─── READING TEXT ───

Dead Fall by Brad Thor

Perennial #1 bestselling author Brad Thor excels at picking future global hotspots. In Dead Fall, though, he blazes new ground on what is now old territory, specifically Ukraine.

The war is raging and Thor (somewhat) fictionalizes a slice of it, specifically the fate of small, forgotten villages that have no men left to protect them because they’re all out fighting. In that context, marauding Russian soldiers serve as contemporary stand-ins for the brutal Nazis they seem to be emulating — here, as well as in real life. But when American aid workers are killed, former Navy SEAL Scot Harvath takes up the challenge of tracking down the culprits and ends up waging his own personal, Rambo-like war.

Dead Fall feels smaller in scale but grander in its storytelling scope than past series entries. It’s not only Thor at his best, but Thor testing his own, and Harvath’s, boundaries. Refreshing for any novel, but especially a thriller. This is heady stuff, brilliantly conceived and wondrously realized.


Prom Mom by Laura Lippman

Prom Mom by Laura Lippman

Laura Lippman’s latest Prom Mom is one of those slice-of-life stories that provide a true test of a character’s mettle.

─── RECORDS SUPPLIED ───

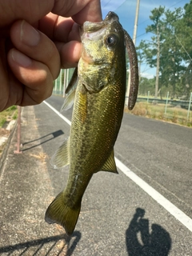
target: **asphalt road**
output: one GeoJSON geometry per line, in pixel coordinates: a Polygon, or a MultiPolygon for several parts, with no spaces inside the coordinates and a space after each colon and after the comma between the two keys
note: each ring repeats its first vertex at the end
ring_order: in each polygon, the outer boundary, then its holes
{"type": "MultiPolygon", "coordinates": [[[[61,97],[47,101],[59,110],[61,97]]],[[[45,103],[34,107],[44,152],[50,157],[70,126],[45,103]]],[[[62,113],[68,119],[71,110],[62,113]]],[[[115,155],[131,171],[192,218],[192,130],[125,114],[115,155]]],[[[54,194],[68,167],[47,165],[54,194]]],[[[151,196],[119,171],[94,175],[84,194],[73,255],[192,255],[192,234],[151,196]]]]}

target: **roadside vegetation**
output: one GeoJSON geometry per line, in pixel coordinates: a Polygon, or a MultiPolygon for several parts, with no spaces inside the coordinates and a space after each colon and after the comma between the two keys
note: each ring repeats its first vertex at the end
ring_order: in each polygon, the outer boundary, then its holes
{"type": "Polygon", "coordinates": [[[133,110],[130,111],[127,110],[127,107],[126,107],[125,111],[135,115],[192,127],[192,111],[190,112],[187,121],[187,110],[179,107],[174,107],[171,105],[167,106],[166,114],[164,104],[154,105],[148,102],[138,102],[133,110]]]}
{"type": "Polygon", "coordinates": [[[18,109],[17,106],[12,106],[7,110],[0,113],[0,128],[2,128],[3,125],[6,122],[10,122],[18,118],[18,109]]]}

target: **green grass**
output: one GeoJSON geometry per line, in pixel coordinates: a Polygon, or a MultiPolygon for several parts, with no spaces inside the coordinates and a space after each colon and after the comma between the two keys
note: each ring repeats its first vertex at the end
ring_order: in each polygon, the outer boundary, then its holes
{"type": "Polygon", "coordinates": [[[6,122],[9,122],[12,119],[17,119],[18,109],[17,106],[12,106],[6,110],[0,112],[0,128],[2,127],[6,122]]]}
{"type": "Polygon", "coordinates": [[[168,105],[166,113],[165,114],[165,105],[154,105],[147,102],[136,103],[133,110],[129,111],[126,108],[126,112],[132,113],[136,115],[145,116],[149,118],[154,118],[166,122],[171,122],[182,126],[192,126],[192,111],[190,112],[190,116],[187,120],[187,110],[173,107],[168,105]]]}

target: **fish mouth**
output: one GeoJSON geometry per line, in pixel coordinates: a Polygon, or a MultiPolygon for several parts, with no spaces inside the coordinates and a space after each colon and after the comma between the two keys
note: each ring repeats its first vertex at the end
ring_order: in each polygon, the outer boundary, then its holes
{"type": "Polygon", "coordinates": [[[83,26],[80,28],[80,35],[82,40],[85,38],[98,38],[102,37],[106,26],[111,25],[114,22],[118,22],[118,16],[110,11],[106,18],[102,22],[85,22],[83,26]]]}

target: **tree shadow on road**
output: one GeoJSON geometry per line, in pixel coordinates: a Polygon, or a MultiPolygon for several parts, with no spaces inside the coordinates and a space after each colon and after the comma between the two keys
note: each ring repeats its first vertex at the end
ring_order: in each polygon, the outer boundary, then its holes
{"type": "Polygon", "coordinates": [[[81,233],[74,231],[72,236],[61,234],[46,238],[28,241],[13,246],[0,247],[0,254],[7,255],[72,255],[78,242],[81,239],[81,233]],[[71,245],[70,245],[71,244],[71,245]]]}
{"type": "Polygon", "coordinates": [[[58,136],[64,134],[64,132],[62,130],[56,130],[53,133],[48,134],[46,135],[42,136],[41,138],[35,138],[32,141],[23,142],[22,146],[24,147],[22,151],[29,150],[34,147],[44,144],[58,136]],[[37,143],[35,143],[37,142],[37,143]],[[28,147],[25,147],[26,145],[29,145],[28,147]]]}
{"type": "Polygon", "coordinates": [[[152,224],[150,233],[149,219],[144,218],[145,210],[137,208],[126,232],[129,256],[167,256],[171,248],[170,234],[160,225],[152,224]]]}

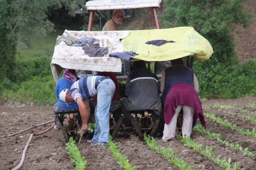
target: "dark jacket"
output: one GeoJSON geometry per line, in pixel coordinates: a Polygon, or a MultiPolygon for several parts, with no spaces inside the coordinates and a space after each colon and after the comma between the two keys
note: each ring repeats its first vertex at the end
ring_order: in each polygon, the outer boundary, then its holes
{"type": "Polygon", "coordinates": [[[166,95],[172,87],[178,83],[185,83],[194,87],[193,70],[180,64],[175,64],[165,69],[164,88],[162,100],[164,103],[166,95]]]}
{"type": "Polygon", "coordinates": [[[125,87],[127,97],[122,100],[124,107],[128,111],[152,110],[161,115],[162,106],[159,88],[156,75],[147,68],[136,69],[127,78],[125,87]]]}

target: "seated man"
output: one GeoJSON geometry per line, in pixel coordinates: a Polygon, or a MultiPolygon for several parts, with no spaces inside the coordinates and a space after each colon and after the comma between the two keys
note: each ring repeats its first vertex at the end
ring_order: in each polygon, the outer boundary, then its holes
{"type": "Polygon", "coordinates": [[[56,108],[65,110],[78,108],[78,105],[74,102],[67,106],[66,103],[60,98],[60,93],[65,89],[70,89],[71,86],[76,81],[76,74],[74,70],[64,69],[63,77],[58,80],[55,88],[55,93],[57,97],[56,108]]]}
{"type": "Polygon", "coordinates": [[[102,31],[122,31],[121,24],[124,18],[124,14],[121,10],[116,10],[113,12],[112,19],[107,22],[102,29],[102,31]]]}
{"type": "Polygon", "coordinates": [[[82,130],[87,130],[90,115],[89,100],[98,95],[95,109],[97,130],[92,139],[92,146],[108,145],[109,130],[109,114],[111,100],[115,89],[113,81],[108,77],[99,76],[85,77],[75,82],[70,89],[65,89],[60,94],[60,98],[67,105],[69,102],[76,101],[82,118],[82,130]],[[85,101],[85,103],[83,101],[85,101]]]}
{"type": "MultiPolygon", "coordinates": [[[[126,81],[127,97],[121,99],[125,109],[122,111],[124,112],[150,109],[160,116],[162,105],[157,76],[147,68],[144,61],[134,62],[133,66],[136,69],[135,72],[128,76],[126,81]]],[[[129,121],[125,114],[123,114],[126,121],[129,121]]]]}

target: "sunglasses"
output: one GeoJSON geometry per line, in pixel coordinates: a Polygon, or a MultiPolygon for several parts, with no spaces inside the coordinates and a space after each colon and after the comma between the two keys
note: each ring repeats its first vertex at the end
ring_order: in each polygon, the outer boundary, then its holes
{"type": "Polygon", "coordinates": [[[123,15],[114,15],[117,18],[121,18],[123,19],[124,18],[124,16],[123,15]]]}

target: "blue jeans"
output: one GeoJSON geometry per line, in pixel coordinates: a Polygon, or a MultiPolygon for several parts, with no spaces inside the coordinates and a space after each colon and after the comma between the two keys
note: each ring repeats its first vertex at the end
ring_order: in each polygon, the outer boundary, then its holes
{"type": "Polygon", "coordinates": [[[97,105],[94,115],[96,128],[93,137],[95,142],[108,142],[109,131],[109,108],[116,86],[111,79],[105,79],[97,87],[97,105]]]}

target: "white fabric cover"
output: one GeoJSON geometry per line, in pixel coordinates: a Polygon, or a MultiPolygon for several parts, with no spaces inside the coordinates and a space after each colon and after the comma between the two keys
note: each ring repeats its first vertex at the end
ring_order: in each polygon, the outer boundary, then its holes
{"type": "MultiPolygon", "coordinates": [[[[120,40],[127,37],[130,31],[99,32],[65,30],[63,35],[77,38],[88,37],[100,40],[108,39],[112,44],[111,52],[114,53],[124,51],[124,45],[120,40]]],[[[63,68],[120,72],[121,71],[122,64],[119,58],[108,57],[90,57],[84,53],[82,47],[68,46],[62,41],[54,48],[51,67],[54,80],[57,83],[63,68]]]]}

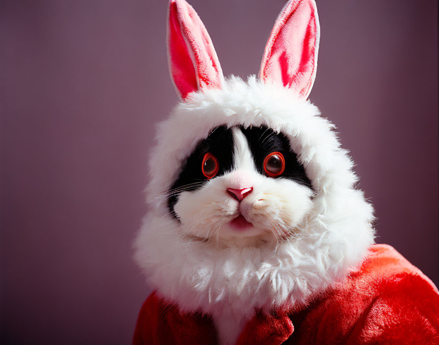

───

• _WHAT IS ASKED_:
A - Reproduce everything in the book reviews from "The war is raging" down to "personal, Rambo-like war.".
B - Answer these questions about the book reviews:
(i) Which country does Dead Fall focus on?
(ii) What did Scot Harvath formerly serve as?
(iii) Who is the author of Prom Mom?
C - Continue the book reviews from the point where they stop.

• _RESPONSES_:
A -
The war is raging and Thor (somewhat) fictionalizes a slice of it, specifically the fate of small, forgotten villages that have no men left to protect them because they’re all out fighting. In that context, marauding Russian soldiers serve as contemporary stand-ins for the brutal Nazis they seem to be emulating — here, as well as in real life. But when American aid workers are killed, former Navy SEAL Scot Harvath takes up the challenge of tracking down the culprits and ends up waging his own personal, Rambo-like war.

B -
(i) Ukraine
(ii) A Navy SEAL
(iii) Laura Lippman

C -
The title springs from the moniker given Amber Glass for supposedly killing her baby the night of her senior prom years ago. Putting the true facts aside, the story/legend was that it happened after her bad-boy boyfriend, Joe Simpson, dumped her. When Amber ends up returning home for the second chance she’s long sought, she’s sworn off Simpson who’s now a successful but shady real estate tycoon. That is, until they reunite and Amber finds old love is hard to shake, even when the Hitchcockian tale siphons off a Patricia Highsmith brand of darkness.

It would be too trite to call Prom Mom a morality tale, especially when it’s a terrific character study that presents the flawed Amber, warts and all. We like her because we see ourselves in her foibles and obsessions, learning the hard way that a person’s nature is what it is. Great storytelling that is not to be missed.


The Bitter Past by Bruce Borgos

The Bitter Past by Bruce Borgos

Bruce Borgos breathes new life into a tired trope with The Bitter Past.

I speak specifically of the taciturn sheriff of a small town who stands alone against evil. In this case that small town is Lincoln County, Nevada and evil comes in the form of the murderer of an FBI agent whose retirement comes to a brutal end. Sheriff Porter Beck’s investigation leads him to a Soviet KGB agent and, of all places, the Manhattan Project. From that point, what first appeared to be a typical Walt Longmire-type tale quickly morphs into an edge-of-your-seat thriller where the pile of secrets is exceeded only by the pile of bodies.

Speaking of old tropes, nothing works better than a hero punching up against all-powerful forces he has no business messing with. But Beck is up to the job and so is Borgos in crafting a wholly satisfying thriller that entertains on every page in spinning a taut, superbly structured tale.


A Stolen Child by Sarah Stewart Taylor

A Stolen Child by Sarah Stewart Taylor

Sarah Stewart Taylor is back with another splendid atmospheric mystery, featuring her fish-out-of-water heroin Maggie D’Arcy, in A Stolen Child.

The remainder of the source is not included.